The patient continues to take levetiracetam for epilepsy with good seizure control and no recurrence. He is also receiving dental care for maxillofacial deformities. Regular antiepileptic therapy is recommended to maintain seizure control, along with continued use of an orthotic device to improve facial contour and occlusal function, and optical correction when necessary. Ongoing electroencephalographic monitoring and periodic neurodevelopmental assessments are advised, together with targeted speech and behavioral rehabilitation therapies. Regular evaluation of growth parameters by an endocrinologist is also recommended to ensure appropriate developmental follow-up.

5. Limitations and suggestions

Despite our best efforts to refine this study, we must acknowledge its inherent limitations. The classification of the identified variant as one of uncertain significance is a key constraint, as we were unable to perform recommended confirmatory Sanger sequencing or trio analysis. This was due to significant logistical challenges, compounded by the patient’s status as an orphan under institutional care, which precluded obtaining additional biological samples for familial validation. Furthermore, the retrospective nature of this case report imposed restrictions on phenotypic characterization. The absence of Tanner staging for pubertal development, the reliance on clinical examination rather than formal quantitative tests for vision and hearing, and the use of behavioral observation rather than a standardized IQ test for cognitive assessment all represent gaps in quantitative data collection. To ensure accuracy, we have consequently described the cognitive observation using the behaviorally based term “mild cognitive impairment.”

Moving forward, future research would benefit greatly from prospective designs that prioritize obtaining necessary consents and samples for comprehensive genetic validation. Such studies should also mandate standardized phenotyping protocols, including Tanner staging, formal ophthalmologic and audiometric testing, and validated neurocognitive assessments, to build a more robust and quantifiable evidence base for genotype-phenotype correlations.

Your objective
Reproduce the part of the case report starting with "Moving forward, future" and going on through "for genotype-phenotype correlations.". The data come from a source unrelated to the case report.

Data for review
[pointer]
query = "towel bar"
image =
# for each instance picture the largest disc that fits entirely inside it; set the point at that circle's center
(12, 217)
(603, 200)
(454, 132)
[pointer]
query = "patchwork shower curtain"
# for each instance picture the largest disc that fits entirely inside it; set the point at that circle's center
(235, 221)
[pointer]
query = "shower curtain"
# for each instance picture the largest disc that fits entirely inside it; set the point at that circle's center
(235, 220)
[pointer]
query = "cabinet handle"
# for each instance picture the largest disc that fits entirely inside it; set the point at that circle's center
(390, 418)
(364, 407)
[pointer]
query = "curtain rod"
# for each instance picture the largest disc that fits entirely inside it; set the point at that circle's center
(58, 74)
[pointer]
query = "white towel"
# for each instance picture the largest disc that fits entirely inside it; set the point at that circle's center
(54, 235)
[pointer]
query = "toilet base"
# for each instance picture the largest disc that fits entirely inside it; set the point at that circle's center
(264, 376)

--

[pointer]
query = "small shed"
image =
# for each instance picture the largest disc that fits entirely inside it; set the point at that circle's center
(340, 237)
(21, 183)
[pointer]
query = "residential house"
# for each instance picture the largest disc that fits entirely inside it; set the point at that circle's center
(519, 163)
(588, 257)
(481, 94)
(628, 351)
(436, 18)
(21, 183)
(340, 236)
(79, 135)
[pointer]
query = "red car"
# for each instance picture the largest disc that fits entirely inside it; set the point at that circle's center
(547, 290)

Response box
Moving forward, future research would benefit greatly from prospective designs that prioritize obtaining necessary consents and samples for comprehensive genetic validation. Such studies should also mandate standardized phenotyping protocols, including Tanner staging, formal ophthalmologic and audiometric testing, and validated neurocognitive assessments, to build a more robust and quantifiable evidence base for genotype-phenotype correlations.